YOUR OBJECTIVE
Could you output the lines below as a JSON list of strings, one string per line with blank lines left out, starting at the very first line and ending at the line that contains "top-left (605, 491), bottom-right (636, 530)"? Include both of those lines and nothing after the second.

THE DATA
###

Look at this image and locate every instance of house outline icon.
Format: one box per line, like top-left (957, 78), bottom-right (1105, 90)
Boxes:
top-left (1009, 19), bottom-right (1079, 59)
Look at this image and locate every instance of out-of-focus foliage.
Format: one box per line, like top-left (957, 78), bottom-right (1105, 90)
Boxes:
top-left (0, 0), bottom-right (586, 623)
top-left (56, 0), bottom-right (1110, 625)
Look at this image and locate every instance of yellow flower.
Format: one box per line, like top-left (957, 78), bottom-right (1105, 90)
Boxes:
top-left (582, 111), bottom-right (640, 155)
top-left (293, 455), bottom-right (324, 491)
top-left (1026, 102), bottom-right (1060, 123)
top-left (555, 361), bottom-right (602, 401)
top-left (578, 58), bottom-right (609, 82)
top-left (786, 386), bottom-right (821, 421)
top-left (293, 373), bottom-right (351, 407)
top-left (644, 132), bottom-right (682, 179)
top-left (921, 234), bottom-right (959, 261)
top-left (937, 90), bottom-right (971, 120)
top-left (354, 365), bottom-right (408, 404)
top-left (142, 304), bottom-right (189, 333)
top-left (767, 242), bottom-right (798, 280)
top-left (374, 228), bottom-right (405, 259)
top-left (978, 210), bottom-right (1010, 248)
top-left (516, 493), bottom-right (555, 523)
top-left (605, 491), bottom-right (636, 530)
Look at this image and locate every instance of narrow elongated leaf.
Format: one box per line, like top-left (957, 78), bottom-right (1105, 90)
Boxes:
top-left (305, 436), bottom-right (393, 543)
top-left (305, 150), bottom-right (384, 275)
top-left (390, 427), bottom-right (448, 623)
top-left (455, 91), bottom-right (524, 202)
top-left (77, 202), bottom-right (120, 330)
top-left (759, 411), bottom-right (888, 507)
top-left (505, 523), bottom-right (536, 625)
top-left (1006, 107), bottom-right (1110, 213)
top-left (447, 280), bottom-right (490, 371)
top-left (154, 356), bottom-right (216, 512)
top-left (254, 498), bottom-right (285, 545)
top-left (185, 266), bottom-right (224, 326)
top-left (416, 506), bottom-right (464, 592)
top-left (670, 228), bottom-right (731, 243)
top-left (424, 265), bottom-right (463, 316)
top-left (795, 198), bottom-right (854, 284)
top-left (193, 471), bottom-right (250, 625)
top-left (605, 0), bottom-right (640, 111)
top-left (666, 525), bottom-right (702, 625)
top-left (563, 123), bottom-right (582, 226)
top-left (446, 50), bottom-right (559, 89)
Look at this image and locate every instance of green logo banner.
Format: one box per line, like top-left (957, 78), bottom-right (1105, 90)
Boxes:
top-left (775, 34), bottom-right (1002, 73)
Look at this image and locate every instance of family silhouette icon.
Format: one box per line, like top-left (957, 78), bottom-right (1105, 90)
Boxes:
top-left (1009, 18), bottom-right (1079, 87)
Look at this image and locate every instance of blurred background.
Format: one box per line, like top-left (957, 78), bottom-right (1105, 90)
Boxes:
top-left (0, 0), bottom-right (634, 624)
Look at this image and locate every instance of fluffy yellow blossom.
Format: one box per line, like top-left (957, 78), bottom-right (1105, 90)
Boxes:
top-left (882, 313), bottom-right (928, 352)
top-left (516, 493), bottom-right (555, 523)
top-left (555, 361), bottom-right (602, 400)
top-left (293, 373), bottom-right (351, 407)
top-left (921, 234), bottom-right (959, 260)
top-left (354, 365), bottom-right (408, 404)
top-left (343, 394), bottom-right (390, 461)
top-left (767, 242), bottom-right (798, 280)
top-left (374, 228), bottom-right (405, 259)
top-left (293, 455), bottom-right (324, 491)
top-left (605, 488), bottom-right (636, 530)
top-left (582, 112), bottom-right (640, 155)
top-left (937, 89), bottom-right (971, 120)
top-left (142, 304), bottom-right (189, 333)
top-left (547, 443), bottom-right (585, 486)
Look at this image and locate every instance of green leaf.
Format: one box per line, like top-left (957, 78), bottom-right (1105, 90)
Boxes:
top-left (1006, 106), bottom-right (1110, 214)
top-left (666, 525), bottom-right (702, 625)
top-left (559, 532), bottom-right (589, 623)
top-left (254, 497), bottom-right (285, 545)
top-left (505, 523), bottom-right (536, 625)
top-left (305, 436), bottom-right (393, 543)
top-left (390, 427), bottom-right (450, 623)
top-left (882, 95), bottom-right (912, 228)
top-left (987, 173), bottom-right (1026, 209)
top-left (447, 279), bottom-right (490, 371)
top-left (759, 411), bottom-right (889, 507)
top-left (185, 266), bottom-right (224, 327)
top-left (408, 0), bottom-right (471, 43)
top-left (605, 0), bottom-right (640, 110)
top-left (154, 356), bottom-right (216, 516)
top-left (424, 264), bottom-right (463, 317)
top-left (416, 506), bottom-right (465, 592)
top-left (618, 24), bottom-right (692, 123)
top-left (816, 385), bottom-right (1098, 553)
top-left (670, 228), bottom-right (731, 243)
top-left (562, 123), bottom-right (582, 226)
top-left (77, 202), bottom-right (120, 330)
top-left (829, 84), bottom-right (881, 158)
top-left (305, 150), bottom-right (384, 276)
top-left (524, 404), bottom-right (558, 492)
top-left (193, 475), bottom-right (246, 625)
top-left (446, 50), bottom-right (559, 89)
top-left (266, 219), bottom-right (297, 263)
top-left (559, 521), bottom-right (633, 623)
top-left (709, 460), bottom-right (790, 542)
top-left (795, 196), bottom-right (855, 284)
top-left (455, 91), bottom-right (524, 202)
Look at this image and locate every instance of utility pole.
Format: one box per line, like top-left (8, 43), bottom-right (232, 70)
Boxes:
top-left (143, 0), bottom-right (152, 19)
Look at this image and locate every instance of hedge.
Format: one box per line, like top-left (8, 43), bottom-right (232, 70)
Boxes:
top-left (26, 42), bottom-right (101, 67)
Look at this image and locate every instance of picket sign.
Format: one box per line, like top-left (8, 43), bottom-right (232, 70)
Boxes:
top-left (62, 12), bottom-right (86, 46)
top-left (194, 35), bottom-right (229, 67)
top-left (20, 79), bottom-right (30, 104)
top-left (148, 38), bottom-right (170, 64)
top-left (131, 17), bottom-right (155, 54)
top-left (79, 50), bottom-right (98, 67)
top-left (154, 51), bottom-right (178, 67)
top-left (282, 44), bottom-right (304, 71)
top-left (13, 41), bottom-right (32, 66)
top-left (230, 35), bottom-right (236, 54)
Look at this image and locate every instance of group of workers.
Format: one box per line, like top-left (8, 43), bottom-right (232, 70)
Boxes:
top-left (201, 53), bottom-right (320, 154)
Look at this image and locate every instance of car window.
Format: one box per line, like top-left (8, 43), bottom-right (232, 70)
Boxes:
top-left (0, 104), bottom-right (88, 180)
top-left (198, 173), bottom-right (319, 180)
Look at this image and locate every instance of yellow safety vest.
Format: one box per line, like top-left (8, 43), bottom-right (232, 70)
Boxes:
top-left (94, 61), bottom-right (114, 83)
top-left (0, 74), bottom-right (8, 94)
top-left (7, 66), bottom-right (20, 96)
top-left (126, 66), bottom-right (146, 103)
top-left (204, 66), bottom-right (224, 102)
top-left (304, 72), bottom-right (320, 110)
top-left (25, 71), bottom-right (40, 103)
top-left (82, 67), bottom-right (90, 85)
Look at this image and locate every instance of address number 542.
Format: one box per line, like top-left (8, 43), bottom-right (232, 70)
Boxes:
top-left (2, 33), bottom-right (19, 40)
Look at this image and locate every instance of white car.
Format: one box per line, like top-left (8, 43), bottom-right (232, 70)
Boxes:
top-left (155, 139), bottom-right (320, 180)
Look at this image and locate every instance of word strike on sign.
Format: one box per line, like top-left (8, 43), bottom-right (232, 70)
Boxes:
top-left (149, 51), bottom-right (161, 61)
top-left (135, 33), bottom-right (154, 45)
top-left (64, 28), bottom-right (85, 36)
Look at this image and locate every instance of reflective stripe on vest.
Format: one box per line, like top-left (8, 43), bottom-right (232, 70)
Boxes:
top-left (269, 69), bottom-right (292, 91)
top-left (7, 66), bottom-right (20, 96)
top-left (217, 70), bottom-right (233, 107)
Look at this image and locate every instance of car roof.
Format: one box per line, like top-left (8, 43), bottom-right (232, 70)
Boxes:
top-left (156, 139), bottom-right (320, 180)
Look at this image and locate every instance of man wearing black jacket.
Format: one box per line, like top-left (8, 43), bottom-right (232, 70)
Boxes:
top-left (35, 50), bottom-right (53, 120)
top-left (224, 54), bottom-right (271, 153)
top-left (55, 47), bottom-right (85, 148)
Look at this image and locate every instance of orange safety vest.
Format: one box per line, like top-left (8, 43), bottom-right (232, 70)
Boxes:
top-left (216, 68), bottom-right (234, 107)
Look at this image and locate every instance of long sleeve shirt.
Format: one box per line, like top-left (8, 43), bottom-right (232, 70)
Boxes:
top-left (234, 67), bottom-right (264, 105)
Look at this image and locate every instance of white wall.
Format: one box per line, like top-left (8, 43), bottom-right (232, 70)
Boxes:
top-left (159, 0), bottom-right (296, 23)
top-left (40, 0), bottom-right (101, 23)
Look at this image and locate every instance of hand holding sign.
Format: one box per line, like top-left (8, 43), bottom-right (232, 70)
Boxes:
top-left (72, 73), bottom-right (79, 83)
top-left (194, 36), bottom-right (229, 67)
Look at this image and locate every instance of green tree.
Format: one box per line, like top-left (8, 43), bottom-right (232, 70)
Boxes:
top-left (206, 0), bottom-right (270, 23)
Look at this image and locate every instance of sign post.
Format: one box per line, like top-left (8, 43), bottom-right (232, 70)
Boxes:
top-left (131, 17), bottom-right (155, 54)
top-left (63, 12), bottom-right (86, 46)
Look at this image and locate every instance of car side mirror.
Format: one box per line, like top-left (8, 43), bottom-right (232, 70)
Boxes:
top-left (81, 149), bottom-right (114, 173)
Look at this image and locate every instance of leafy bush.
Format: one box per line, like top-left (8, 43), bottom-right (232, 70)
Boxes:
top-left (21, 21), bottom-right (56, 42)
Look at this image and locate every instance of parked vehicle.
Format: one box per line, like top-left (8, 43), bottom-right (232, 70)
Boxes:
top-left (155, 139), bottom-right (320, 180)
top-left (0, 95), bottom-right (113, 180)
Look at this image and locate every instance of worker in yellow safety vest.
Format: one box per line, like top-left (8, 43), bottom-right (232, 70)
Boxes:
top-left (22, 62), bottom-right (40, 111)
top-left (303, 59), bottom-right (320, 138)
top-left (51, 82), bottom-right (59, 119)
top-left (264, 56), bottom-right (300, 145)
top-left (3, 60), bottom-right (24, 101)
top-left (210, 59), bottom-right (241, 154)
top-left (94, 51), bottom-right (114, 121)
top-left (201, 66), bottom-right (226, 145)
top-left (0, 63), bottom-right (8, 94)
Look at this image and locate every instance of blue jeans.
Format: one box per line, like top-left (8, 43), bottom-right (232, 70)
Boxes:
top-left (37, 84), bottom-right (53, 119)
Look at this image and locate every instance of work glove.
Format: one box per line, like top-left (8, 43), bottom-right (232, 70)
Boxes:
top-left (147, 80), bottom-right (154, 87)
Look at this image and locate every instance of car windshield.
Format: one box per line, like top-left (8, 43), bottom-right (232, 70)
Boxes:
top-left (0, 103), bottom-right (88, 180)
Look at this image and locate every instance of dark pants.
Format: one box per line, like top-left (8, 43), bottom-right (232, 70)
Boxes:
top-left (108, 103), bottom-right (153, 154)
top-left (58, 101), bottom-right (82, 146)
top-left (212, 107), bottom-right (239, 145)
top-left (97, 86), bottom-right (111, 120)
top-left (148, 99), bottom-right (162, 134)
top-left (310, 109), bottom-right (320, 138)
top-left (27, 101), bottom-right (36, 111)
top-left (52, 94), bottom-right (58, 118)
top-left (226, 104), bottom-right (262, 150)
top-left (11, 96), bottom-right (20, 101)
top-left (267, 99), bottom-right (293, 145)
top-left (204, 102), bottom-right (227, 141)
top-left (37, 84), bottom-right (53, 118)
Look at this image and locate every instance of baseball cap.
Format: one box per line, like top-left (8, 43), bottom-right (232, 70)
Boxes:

###

COMPLETED TASK
[
  "Look at this image and locate every instance of house outline icon.",
  "Format: one box per line, like top-left (957, 78), bottom-right (1105, 90)",
  "Boxes:",
  "top-left (1009, 19), bottom-right (1079, 59)",
  "Look at this image and locate every instance of out-of-focus foliage.",
  "Format: one box per line, like top-left (957, 78), bottom-right (1105, 90)",
  "Boxes:",
  "top-left (0, 0), bottom-right (586, 623)",
  "top-left (56, 0), bottom-right (1110, 625)",
  "Look at this image and locate every instance of yellow flower.",
  "Format: one box per line, like top-left (957, 78), bottom-right (1105, 90)",
  "Boxes:",
  "top-left (582, 111), bottom-right (640, 155)",
  "top-left (293, 455), bottom-right (324, 491)",
  "top-left (1026, 102), bottom-right (1060, 123)",
  "top-left (555, 361), bottom-right (602, 401)",
  "top-left (578, 58), bottom-right (609, 82)",
  "top-left (786, 386), bottom-right (821, 421)",
  "top-left (293, 373), bottom-right (351, 407)",
  "top-left (644, 132), bottom-right (682, 179)",
  "top-left (921, 234), bottom-right (959, 261)",
  "top-left (937, 90), bottom-right (971, 120)",
  "top-left (354, 365), bottom-right (408, 404)",
  "top-left (142, 304), bottom-right (189, 333)",
  "top-left (767, 242), bottom-right (798, 280)",
  "top-left (374, 228), bottom-right (405, 259)",
  "top-left (978, 210), bottom-right (1010, 248)",
  "top-left (516, 493), bottom-right (555, 523)",
  "top-left (605, 491), bottom-right (636, 530)"
]